TASK TO CARRY OUT
Going line by line through the records below, write out everything starting with the line containing "of the sun in" and going on through the line containing "In this exercise you will annotate each instance of the green", exactly and inclusively. Pictures do not go in.

SUPPLIED DATA
_ _ _ _ _

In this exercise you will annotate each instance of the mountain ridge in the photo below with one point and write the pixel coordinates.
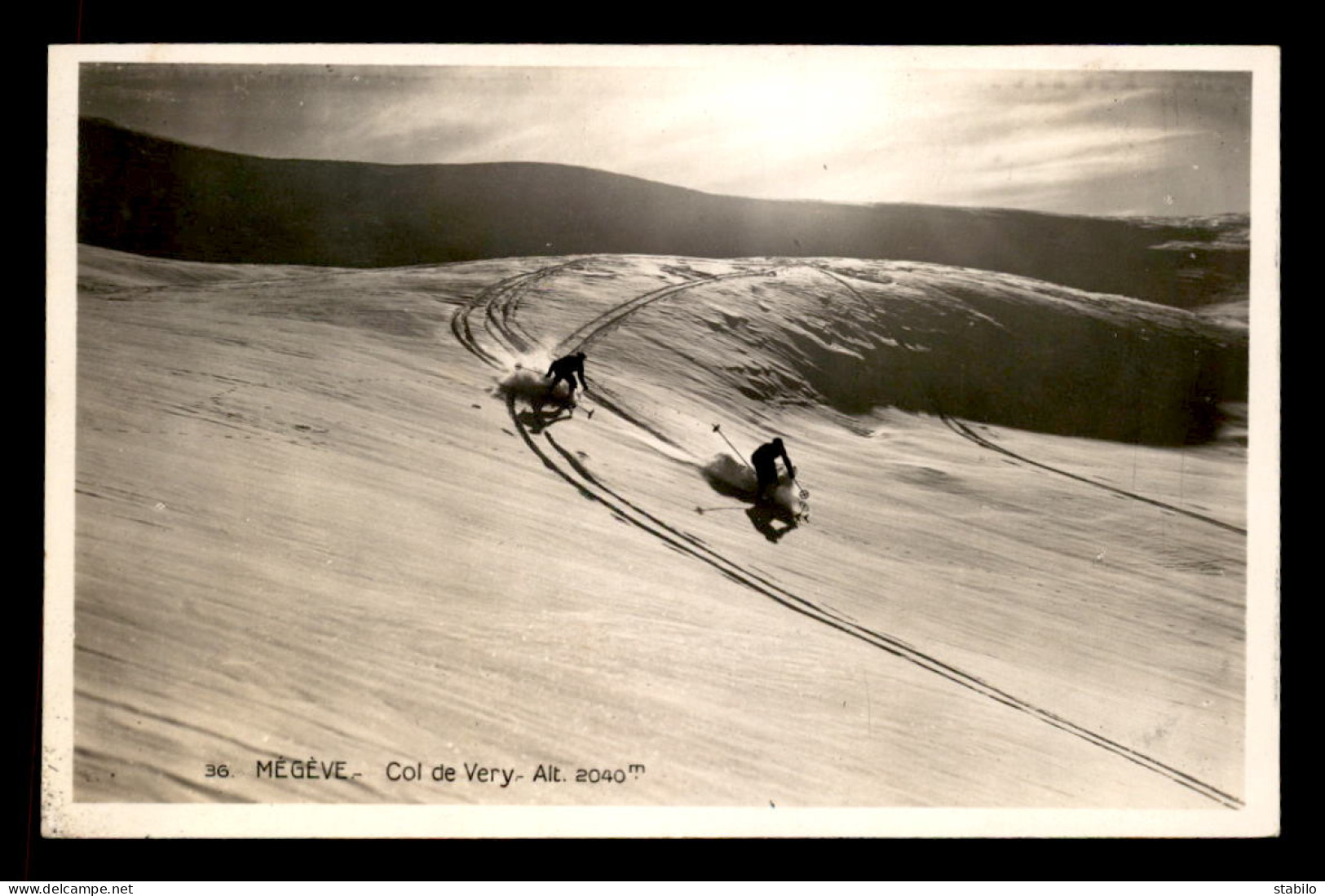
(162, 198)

_ _ _ _ _

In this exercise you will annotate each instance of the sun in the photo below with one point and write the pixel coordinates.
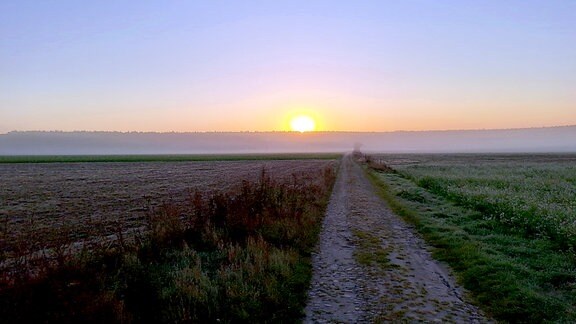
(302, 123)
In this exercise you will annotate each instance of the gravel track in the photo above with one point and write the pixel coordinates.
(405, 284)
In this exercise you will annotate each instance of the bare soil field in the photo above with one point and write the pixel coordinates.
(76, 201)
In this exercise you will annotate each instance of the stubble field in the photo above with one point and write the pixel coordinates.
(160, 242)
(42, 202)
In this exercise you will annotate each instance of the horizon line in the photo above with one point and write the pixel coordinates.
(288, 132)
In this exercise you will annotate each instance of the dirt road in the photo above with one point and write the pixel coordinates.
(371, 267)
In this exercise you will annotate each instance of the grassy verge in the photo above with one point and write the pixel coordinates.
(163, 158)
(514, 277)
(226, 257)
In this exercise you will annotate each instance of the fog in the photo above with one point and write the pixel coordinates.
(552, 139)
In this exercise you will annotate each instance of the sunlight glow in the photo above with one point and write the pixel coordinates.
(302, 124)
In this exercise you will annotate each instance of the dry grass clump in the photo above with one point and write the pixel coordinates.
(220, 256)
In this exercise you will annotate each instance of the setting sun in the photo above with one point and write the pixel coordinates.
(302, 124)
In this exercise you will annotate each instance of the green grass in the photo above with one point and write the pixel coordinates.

_ _ _ _ _

EXPECTED ANSWER
In this exercise you will annotate each instance of the sun in the photo below with one point and write the pixel coordinates.
(302, 123)
In this exercise you will annotate each instance of the gravel track in the photo above with one point and write the pixel coordinates.
(405, 284)
In this exercise you will annotate each instance of the bare soil field in the photo above with one point and write the pixel coordinates.
(76, 201)
In this exercise you will annotate each instance of the stubble field in the photo above with one point and write the pixel coordinates.
(160, 242)
(42, 202)
In this exercise you will annotate each instance of the horizon line in the photo above with one point and write the pixel coordinates.
(288, 132)
In this exercise you will annotate each instance of the dirt road in the photo above with one point and write the pixel coordinates.
(371, 267)
In this exercise you will annotate each instance of the grassy verge in the photo above with one point and write the pixel coordinates.
(163, 158)
(514, 277)
(226, 257)
In this exercise you will annotate each instance of the fog in the photo above with one point and write the pixel coordinates.
(552, 139)
In this exercise you will annotate each instance of the sunlight glow in the photo above with one point and write the pixel coordinates.
(302, 124)
In this exercise you will annotate each instance of the dry grass clump in the photo above with one point and write the pixel coordinates.
(220, 256)
In this exercise you will annotate each instance of the setting sun in the photo above with one point and write the pixel coordinates.
(302, 124)
In this exercise you will annotate each instance of the green grass in the photo above with one point and write the pixel coordinates.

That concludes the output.